### Instructions to follow
Line by line, return the data exactly as shown.

### Provided data
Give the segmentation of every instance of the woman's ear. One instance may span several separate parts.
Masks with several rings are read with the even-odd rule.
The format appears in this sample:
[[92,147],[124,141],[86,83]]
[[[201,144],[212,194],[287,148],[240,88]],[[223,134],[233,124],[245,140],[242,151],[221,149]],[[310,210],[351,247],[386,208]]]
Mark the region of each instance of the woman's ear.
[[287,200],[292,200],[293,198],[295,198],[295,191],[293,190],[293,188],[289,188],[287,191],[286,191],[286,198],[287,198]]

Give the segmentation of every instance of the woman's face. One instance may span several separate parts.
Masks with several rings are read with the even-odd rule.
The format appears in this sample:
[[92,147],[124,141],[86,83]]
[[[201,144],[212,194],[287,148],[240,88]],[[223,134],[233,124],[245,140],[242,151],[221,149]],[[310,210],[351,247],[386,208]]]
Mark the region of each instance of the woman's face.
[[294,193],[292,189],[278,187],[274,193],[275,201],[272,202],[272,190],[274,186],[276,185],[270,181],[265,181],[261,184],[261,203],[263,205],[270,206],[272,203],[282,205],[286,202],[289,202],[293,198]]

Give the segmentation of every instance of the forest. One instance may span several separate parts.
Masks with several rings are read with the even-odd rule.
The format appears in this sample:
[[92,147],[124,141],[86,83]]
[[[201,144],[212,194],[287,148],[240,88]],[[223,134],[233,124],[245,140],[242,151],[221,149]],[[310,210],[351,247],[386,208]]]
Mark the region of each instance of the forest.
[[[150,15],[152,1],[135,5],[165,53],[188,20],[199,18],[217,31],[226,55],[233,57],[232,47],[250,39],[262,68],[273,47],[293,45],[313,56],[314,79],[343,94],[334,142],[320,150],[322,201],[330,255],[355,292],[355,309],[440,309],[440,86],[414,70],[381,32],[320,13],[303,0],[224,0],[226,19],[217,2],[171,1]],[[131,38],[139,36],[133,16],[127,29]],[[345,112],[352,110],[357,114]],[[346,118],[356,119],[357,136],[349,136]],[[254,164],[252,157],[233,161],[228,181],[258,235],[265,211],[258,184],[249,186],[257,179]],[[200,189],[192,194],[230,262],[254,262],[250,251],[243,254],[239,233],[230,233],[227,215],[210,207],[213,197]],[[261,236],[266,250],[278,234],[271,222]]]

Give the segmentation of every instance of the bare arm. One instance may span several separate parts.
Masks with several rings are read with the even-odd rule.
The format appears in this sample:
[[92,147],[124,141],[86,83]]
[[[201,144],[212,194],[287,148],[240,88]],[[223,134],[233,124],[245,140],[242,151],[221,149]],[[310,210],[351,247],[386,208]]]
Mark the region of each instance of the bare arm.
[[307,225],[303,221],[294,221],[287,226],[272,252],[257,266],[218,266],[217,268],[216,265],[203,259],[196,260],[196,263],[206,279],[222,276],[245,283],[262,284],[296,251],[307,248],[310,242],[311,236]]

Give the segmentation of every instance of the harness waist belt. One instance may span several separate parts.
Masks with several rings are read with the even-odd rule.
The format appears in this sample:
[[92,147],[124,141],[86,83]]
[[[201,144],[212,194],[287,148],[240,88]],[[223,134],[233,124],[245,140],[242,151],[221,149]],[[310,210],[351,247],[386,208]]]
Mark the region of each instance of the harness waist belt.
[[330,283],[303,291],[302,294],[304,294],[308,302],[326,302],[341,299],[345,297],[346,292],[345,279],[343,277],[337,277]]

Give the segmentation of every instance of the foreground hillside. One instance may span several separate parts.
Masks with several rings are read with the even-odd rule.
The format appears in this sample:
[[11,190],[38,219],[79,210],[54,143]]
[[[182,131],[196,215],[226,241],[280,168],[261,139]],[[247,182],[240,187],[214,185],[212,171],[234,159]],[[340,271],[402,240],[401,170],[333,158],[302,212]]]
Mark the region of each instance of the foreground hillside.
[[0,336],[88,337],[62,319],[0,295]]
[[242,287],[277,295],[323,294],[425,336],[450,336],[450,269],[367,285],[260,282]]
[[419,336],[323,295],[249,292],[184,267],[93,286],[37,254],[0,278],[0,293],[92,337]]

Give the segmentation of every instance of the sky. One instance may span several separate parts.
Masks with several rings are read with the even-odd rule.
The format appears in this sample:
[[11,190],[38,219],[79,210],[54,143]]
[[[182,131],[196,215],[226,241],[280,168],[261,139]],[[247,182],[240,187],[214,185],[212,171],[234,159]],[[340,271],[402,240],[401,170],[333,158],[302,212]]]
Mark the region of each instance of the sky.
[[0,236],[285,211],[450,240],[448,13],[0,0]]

### Solution to the problem
Give the segmentation of every instance of the woman's ear. One instance may span several separate parts.
Masks with several rings are read with the even-odd rule.
The format appears in this sample:
[[92,147],[124,141],[86,83]]
[[[201,144],[212,194],[287,148],[240,88]],[[223,134],[233,124],[245,140],[242,151],[221,149]],[[310,210],[351,247],[386,208]]]
Mark the region of each instance of the woman's ear.
[[287,200],[292,200],[293,198],[295,198],[295,191],[293,190],[293,188],[289,188],[287,191],[286,191],[286,198],[287,198]]

Give the segmentation of every instance of the woman's face. One instance may span several separate parts.
Masks with several rings are read with the even-odd rule.
The format appears in this sample:
[[92,147],[124,141],[86,83]]
[[[201,144],[212,194],[287,148],[240,88]],[[223,134],[233,124],[245,140],[242,151],[221,149]],[[310,210],[351,247],[386,208]]]
Mark the region of each instance of the woman's face.
[[294,193],[292,189],[278,187],[274,193],[275,201],[272,202],[272,190],[274,186],[276,185],[270,181],[265,181],[261,184],[261,203],[263,205],[270,206],[272,203],[282,205],[286,202],[289,202],[293,198]]

Give the segmentation of every instance of the forest. One instance may span several separate parts.
Masks with several rings are read with the even-odd rule.
The format appears in this sample:
[[92,147],[124,141],[86,83]]
[[[201,144],[212,194],[287,148],[240,88]],[[223,134],[233,124],[245,140],[242,151],[221,149]],[[310,210],[351,247],[386,208]]]
Mark the region of each instance of the forest.
[[[150,15],[152,1],[135,5],[165,53],[188,20],[199,18],[217,31],[226,55],[233,57],[232,47],[250,39],[262,68],[273,47],[293,45],[313,56],[314,79],[343,94],[334,142],[320,150],[322,201],[330,255],[355,292],[355,309],[440,309],[440,86],[414,70],[381,32],[320,13],[303,0],[224,0],[226,19],[217,2],[171,1]],[[131,38],[139,36],[133,16],[127,29]],[[345,112],[352,110],[357,114]],[[346,118],[356,119],[357,136],[349,136]],[[254,164],[252,157],[233,161],[228,181],[258,235],[265,211],[258,184],[249,186],[257,179]],[[200,189],[192,194],[230,262],[254,262],[250,251],[243,254],[239,233],[230,233],[227,215],[210,207],[213,197]],[[261,236],[266,250],[278,234],[271,222]]]

Give the segmentation of every instance of the bare arm. One instance may span several separate parts.
Masks with several rings are read with the even-odd rule.
The format appears in this sample:
[[92,147],[124,141],[86,83]]
[[[201,144],[212,194],[287,148],[240,88]],[[223,134],[233,124],[245,140],[242,151],[221,149]],[[310,210],[351,247],[386,208]]]
Mark the region of each instance of the bare arm.
[[307,225],[303,221],[294,221],[287,226],[272,252],[257,266],[218,266],[217,268],[216,265],[203,259],[196,260],[196,263],[206,279],[222,276],[245,283],[262,284],[296,251],[307,248],[310,242],[311,236]]

Give the segmentation of every instance of the harness waist belt. One instance may span several separate parts.
Masks with several rings are read with the even-odd rule.
The format appears in this sample:
[[92,147],[124,141],[86,83]]
[[[201,144],[212,194],[287,148],[240,88]],[[223,134],[233,124],[245,140],[242,151],[221,149]],[[310,210],[351,247],[386,208]]]
Mark the region of each instance of the harness waist belt.
[[330,283],[303,291],[302,294],[304,294],[308,302],[326,302],[341,299],[345,297],[346,292],[345,279],[343,277],[337,277]]

Give the segmentation of every instance of the foreground hillside. One instance may span several separate parts.
Masks with several rings are read with the even-odd rule.
The format appears in this sample:
[[11,190],[38,219],[79,210],[54,143]]
[[[182,131],[196,215],[226,241],[280,168],[261,139]],[[247,182],[240,187],[214,185],[212,171],[234,159]],[[340,271],[402,240],[401,170],[333,158],[302,212]]]
Mark the region of each instance of the foreground hillside.
[[0,336],[88,337],[62,319],[0,295]]
[[242,287],[277,295],[323,294],[425,336],[450,336],[450,269],[367,285],[260,282]]
[[419,336],[323,295],[249,292],[184,267],[93,286],[37,254],[0,278],[0,293],[92,337]]

Give the segmentation of every instance of the sky. One instance may span several separate parts.
Masks with several rings are read with the even-odd rule.
The format appears in this sample:
[[11,190],[38,219],[79,210],[54,143]]
[[[182,131],[196,215],[226,241],[280,168],[261,139]],[[247,182],[240,187],[214,185],[212,171],[234,159]],[[340,271],[402,240],[401,170],[333,158],[302,212]]]
Mark the region of each instance of the sky.
[[0,236],[285,211],[450,240],[448,13],[0,0]]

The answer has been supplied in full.